- _Required tasks_:
1) Who is directly quoted in the Dodgers article? List every such person.
2) Print part of the Dodgers article. Begin at the words "That was in" and stop after "staff this season.".

- _Reading text_:
§

When Manny Mota started his coaching career with the Dodgers, Dusty Baker was in left field and Jimmy Carter was in the White House.
That was in 1980. The Dodgers have changed managers seven times since then, but Mota always has been the rock on the coaching staff.
Until this year, that is. After 33 seasons as a coach — the longest such tenure in club history — the Dodgers quietly moved Mota off the major league coaching staff this season.
Mota, 75, now has an expanded role on the Dodgers’ Spanish-language television broadcasts. He also has new duties as a minor league hitting instructor and in making community appearances on behalf of the team.
“I’m fine,” Mota said.
In recent years, Mota has coached on the field before the game, then changed out of his uniform and headed to the press box to scout the opposing team or work on the Spanish TV broadcast.
He no longer coaches the major league hitters or travels with the major league team. With the Dodgers on the road this week, Mota traveled to the minor leagues and appeared at the dedication of a youth baseball field.
The Dodgers told Mota of the move last winter, after they hired a new hitting coach, Mark McGwire, and a new assistant hitting coach, John Valentin.
“You can sometimes have too many voices,” Dodgers General Manager Ned Colletti said.
Colletti said he respects Mota’s knowledge and appreciates his loyalty to the Dodgers. “Manny has been great for the organization for decades,” Colletti said. “He’s still very active. He’s got a lot of responsibilities. He’s got a lot of different things he’s helping us with.”
For decades, Mota has been a shoulder on which the Dodgers’ Latin American players could lean. In his native Dominican Republic, Mota is admired for his playing and coaching career and revered for a foundation that has funded a school, a medical clinic and youth baseball fields.
Mota said last year he spoke every day with Hanley Ramirez after the Dodgers acquired him from the Miami Marlins, easing the Dominican infielder’s transition to a new team.
Dodgers infielder Juan Uribe, who also hails from the Dominican Republic, appeared too upset with Mota’s new role to discuss it. “I don’t want to talk about it,” Uribe said.
Catcher A.J. Ellis called Mota’s move “a transition” for the players. “We always miss his smiling face and his positivity down by the batting cage,” Ellis said. “He’s a Dodger legend.”
Outfielder Andre Ethier said Mota had done a great job.
“Since I’ve been here, he’s been a fixture in our locker room,” Ethier said. “He’s been a part of what goes on here, from spring training to the regular season. From early work in the cage to if you want to get some extra swings in after batting practice, he’s always been there.
“He was so willing to be there to help, whatever it is, whenever it is.… It was fun to have him here. We miss him. I guess he’s in a new capacity for us right now.”
The Dodgers let Mota coach in spring training, and they introduced him with the other coaches on opening day of the regular season.
However, with the Dodgers’ Spanish broadcast schedule expected to increase significantly under the new Time Warner Cable television package, Executive Vice President Lon Rosen said the team is delighted to have Mota on board as an expert analyst.
“We want Manny to be here forever,” Rosen said.
Frank McCourt has paid more than $460 million in state and federal taxes related to the sale of the Dodgers, one of his attorneys said Monday. McCourt sold the Dodgers, Dodger Stadium and a 50% stake in the parking lots surrounding the stadium for $2.15 billion last year. After subtracting tax payments and debt assumption, McCourt turned a $1.278-billion profit on the deal.
McCourt’s tax payment was disclosed in testimony during a Los Angeles Superior Court hearing in which his ex-wife, Jamie McCourt, asked a judge to throw out the couple’s divorce settlement. Jamie McCourt got $131 million, tax-free, in the settlement, but she says Frank fraudulently misled her about the value of the team. The hearing is scheduled to conclude Wednesday, but a ruling is not expected that day.
Times staff writer Dylan Hernandez contributed to this report.

§

- _Dataset content_:

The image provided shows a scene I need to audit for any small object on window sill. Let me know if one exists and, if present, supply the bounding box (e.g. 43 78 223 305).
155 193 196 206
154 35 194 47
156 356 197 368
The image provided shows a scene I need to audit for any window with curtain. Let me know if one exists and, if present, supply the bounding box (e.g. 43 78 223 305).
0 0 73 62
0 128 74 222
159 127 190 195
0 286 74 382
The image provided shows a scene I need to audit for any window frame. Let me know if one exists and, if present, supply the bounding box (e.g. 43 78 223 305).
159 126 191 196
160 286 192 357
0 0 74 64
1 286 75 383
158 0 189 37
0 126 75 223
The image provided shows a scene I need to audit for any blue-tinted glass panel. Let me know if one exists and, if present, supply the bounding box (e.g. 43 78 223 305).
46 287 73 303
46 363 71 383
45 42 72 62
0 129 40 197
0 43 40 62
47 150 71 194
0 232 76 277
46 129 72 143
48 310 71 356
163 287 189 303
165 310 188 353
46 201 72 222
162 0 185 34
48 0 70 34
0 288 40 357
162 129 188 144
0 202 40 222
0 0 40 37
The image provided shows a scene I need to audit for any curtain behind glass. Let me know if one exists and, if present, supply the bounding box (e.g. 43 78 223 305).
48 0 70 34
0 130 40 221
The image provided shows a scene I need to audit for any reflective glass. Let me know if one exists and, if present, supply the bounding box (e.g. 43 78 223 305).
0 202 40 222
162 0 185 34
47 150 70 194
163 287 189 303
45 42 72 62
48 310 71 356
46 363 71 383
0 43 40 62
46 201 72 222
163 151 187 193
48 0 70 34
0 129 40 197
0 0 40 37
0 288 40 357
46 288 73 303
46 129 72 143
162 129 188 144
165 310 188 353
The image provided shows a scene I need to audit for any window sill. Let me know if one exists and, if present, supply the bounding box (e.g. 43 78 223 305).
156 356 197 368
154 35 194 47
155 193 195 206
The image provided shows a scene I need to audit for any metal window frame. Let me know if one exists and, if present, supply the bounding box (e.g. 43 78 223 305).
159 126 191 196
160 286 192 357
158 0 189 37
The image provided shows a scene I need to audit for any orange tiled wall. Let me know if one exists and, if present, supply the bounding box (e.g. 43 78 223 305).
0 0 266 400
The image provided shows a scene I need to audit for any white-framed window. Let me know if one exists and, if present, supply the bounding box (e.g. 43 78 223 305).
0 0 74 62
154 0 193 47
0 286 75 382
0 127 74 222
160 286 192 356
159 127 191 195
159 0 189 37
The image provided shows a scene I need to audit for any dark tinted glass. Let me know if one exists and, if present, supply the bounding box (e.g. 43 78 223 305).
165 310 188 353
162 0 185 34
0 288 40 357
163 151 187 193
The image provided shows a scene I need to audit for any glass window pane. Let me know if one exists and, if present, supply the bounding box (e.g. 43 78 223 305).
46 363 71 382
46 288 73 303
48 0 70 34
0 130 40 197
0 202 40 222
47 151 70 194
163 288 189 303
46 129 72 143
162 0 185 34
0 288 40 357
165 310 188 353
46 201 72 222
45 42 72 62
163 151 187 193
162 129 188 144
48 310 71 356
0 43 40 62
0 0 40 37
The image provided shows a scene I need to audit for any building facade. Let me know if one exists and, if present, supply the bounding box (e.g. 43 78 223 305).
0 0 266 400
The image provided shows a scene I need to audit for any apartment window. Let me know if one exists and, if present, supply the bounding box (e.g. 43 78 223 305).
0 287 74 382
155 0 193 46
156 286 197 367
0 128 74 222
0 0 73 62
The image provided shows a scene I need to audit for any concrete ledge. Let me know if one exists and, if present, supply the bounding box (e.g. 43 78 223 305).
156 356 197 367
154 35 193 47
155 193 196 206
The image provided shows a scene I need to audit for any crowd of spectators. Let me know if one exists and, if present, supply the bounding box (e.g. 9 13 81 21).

§

- _Answers for this exercise_:
1) Manny Mota, Ned Colletti, Juan Uribe, A.J. Ellis, Andre Ethier, Lon Rosen

2)
That was in 1980. The Dodgers have changed managers seven times since then, but Mota always has been the rock on the coaching staff.
Until this year, that is. After 33 seasons as a coach — the longest such tenure in club history — the Dodgers quietly moved Mota off the major league coaching staff this season.